Given request:
Rewrite the stretch from the start of the items through the line containing "x=182 y=423", changing "marker" to "pin" and keeping everything else the same.

[Collected data]
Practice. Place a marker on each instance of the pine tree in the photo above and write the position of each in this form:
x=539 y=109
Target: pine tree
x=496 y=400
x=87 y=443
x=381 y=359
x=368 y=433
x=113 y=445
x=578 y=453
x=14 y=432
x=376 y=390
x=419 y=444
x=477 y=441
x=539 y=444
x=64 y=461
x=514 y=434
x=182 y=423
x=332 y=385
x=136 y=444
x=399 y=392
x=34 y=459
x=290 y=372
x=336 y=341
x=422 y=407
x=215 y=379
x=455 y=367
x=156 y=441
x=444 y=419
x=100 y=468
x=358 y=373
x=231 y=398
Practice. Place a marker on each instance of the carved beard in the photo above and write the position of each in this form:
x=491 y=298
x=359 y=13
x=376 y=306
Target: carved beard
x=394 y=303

Answer in full:
Practice. Place a pin on each instance of the pine tree in the photo above and write the position of each in this form:
x=539 y=109
Target: pine tree
x=496 y=400
x=87 y=443
x=381 y=359
x=368 y=433
x=113 y=445
x=578 y=453
x=14 y=432
x=376 y=390
x=419 y=444
x=477 y=441
x=539 y=444
x=64 y=461
x=514 y=434
x=182 y=423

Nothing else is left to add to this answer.